▸ TEXT SEGMENT

Implementing a live chat initiative can prove to provide big dividends, if done well. Developing and maintaining high agent proficiency levels will determine if the strategy pays off. This requires a well-thought-out training program that encompasses four elements.
Know Your Goals
The best way to deliver an effective training course is to know your goals before you begin. Why did your company choose to add live chat to its customer service strategy? Most companies will give an easy answer, such as improving customer service scores or increasing revenue. But with artificial intelligence (AI) ready at hand, honing in on specific goals is greatly rewarded.
If you already have a chat strategy in place, identifying your goals is a piece of cake. Powerful data analytics let you analyze existing chat data to identify strengths and weaknesses of your team. Maybe your company has a big ramp-up in hiring during the fourth quarter, and customer service scores tend to buckle under increased demand. In that case, your goal could be to maintain customer service scores under pressure—meaning agents need to answer more tickets in less time while delivering effective solutions. To reach this goal, your training should utilize insights from your chat data to identify the most frequent customer concerns and the most effective responses, and coach agents to use these responses in each situation.
If you’re new to live chat, your preliminary goals will be based on existing customer service and sales data. Let’s say you signed up for live chat to improve customer service while cutting costs. By taking a close look at where your current customer service strategy succeeds, you can set benchmarks for your live chat representatives and communicate future goals on a periodic basis. Understanding your company narrative—i.e., where you’ve been and where you’re going—helps keep customer service agents motivated through training and beyond.
A Custom Training Plan
Not all chat agent training courses are equal. The live chat implementation that’s specific to your brand will inform your course of action. If you’re a brand conscious e-commerce company with an in-house customer service team, your best bet is to use an in-house facilitator who knows the ins and outs of your products and brand voice. A brand ambassador who works closely with your live chat team leader can make periodic visits, as well as contribute to the initial training.

▸ RECORDS
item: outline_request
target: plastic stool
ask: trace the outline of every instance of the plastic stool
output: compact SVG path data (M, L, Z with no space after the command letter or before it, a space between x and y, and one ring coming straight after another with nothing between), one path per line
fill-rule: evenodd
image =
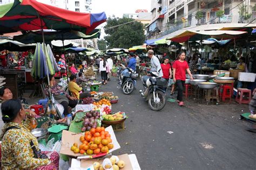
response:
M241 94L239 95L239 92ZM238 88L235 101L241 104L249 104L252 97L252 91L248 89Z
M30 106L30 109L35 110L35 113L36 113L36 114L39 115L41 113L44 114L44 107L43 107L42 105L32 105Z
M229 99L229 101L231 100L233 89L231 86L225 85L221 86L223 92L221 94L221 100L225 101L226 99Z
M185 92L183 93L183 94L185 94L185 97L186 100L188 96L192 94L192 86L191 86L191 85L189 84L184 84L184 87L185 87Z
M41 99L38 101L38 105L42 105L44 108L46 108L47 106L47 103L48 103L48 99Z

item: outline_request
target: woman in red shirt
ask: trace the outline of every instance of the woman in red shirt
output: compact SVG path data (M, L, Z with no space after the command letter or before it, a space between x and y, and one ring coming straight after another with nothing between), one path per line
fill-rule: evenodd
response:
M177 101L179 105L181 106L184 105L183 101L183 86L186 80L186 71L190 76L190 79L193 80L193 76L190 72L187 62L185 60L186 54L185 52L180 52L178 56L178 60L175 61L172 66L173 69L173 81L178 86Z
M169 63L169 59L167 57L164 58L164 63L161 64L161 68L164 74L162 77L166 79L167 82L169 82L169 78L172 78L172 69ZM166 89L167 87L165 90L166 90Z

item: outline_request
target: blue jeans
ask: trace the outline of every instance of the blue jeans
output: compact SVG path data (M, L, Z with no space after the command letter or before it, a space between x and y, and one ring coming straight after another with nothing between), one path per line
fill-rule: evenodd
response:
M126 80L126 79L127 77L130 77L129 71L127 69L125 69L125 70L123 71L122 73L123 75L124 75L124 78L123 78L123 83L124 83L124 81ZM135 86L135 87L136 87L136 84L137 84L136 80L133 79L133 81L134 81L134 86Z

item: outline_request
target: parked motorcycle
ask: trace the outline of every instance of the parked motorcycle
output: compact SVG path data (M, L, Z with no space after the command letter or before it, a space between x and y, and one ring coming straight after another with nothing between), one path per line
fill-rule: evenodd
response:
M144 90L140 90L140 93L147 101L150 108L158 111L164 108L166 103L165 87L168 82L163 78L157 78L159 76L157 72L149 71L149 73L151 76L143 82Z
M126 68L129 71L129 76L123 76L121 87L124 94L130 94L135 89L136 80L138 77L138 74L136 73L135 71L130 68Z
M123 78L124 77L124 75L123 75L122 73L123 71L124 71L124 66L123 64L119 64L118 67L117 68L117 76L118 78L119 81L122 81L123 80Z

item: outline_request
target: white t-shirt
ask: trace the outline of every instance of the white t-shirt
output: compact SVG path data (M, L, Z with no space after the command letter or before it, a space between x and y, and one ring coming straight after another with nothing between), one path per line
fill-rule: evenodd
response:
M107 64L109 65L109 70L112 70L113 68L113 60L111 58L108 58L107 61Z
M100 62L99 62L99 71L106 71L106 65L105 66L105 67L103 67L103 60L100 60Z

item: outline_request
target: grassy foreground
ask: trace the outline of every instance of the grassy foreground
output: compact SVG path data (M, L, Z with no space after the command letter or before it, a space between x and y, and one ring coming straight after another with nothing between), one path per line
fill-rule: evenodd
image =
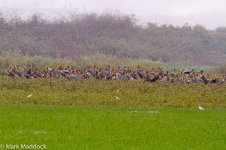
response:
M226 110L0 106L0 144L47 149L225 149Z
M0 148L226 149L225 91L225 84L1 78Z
* * *
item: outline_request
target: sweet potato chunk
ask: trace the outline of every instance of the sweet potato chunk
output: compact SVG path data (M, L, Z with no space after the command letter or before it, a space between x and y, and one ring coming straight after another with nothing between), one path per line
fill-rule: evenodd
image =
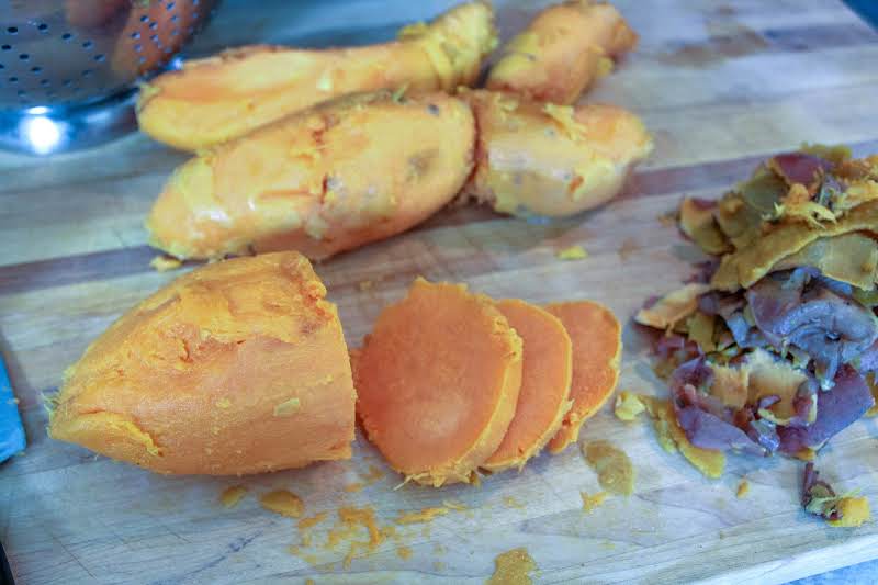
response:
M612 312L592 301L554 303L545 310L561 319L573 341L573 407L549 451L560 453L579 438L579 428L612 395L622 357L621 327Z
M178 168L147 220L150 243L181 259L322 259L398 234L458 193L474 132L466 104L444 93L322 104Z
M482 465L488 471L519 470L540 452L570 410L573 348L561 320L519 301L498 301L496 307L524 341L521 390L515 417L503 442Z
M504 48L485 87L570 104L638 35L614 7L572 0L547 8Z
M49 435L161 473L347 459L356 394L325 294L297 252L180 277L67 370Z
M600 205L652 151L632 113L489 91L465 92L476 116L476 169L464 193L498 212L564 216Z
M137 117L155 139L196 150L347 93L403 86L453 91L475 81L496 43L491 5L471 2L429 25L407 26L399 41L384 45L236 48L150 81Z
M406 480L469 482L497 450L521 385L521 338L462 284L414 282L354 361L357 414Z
* * *
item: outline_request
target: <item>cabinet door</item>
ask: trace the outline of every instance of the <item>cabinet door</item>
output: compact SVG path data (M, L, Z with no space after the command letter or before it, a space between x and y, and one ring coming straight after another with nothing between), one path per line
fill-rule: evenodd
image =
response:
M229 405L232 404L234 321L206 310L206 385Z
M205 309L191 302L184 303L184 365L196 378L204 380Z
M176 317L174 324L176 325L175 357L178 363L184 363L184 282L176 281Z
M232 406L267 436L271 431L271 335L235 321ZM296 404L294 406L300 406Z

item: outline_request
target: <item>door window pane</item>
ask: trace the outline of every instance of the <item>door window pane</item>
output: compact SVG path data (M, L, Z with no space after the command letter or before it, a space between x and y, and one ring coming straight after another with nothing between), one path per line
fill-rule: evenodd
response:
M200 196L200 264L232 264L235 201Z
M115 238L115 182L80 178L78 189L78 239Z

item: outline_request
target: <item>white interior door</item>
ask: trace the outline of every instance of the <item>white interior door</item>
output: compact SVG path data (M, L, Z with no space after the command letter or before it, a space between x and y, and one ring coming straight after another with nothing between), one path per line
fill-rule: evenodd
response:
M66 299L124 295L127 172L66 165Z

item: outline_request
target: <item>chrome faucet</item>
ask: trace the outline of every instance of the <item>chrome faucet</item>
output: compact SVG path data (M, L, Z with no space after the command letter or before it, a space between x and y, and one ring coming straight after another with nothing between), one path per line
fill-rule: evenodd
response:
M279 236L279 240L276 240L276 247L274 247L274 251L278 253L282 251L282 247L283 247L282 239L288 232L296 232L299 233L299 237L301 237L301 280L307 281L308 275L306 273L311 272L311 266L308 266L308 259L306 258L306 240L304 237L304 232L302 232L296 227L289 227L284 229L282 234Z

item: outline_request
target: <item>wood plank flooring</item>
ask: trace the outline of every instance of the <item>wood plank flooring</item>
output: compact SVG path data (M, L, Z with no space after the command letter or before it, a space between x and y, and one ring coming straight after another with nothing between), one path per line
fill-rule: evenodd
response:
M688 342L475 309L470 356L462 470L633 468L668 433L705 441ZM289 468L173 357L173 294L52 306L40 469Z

▸ PROBLEM SET
A: List every distinct hyphenated term in the live chat training text, giving each one once.
B: Reproduce the portion of the live chat training text between "Implementing a live" and "is greatly rewarded.", inclusive.

▸ ANSWERS GIVEN
A:
well-thought-out
ramp-up
e-commerce
in-house

B:
Implementing a live chat initiative can prove to provide big dividends, if done well. Developing and maintaining high agent proficiency levels will determine if the strategy pays off. This requires a well-thought-out training program that encompasses four elements.
Know Your Goals
The best way to deliver an effective training course is to know your goals before you begin. Why did your company choose to add live chat to its customer service strategy? Most companies will give an easy answer, such as improving customer service scores or increasing revenue. But with artificial intelligence (AI) ready at hand, honing in on specific goals is greatly rewarded.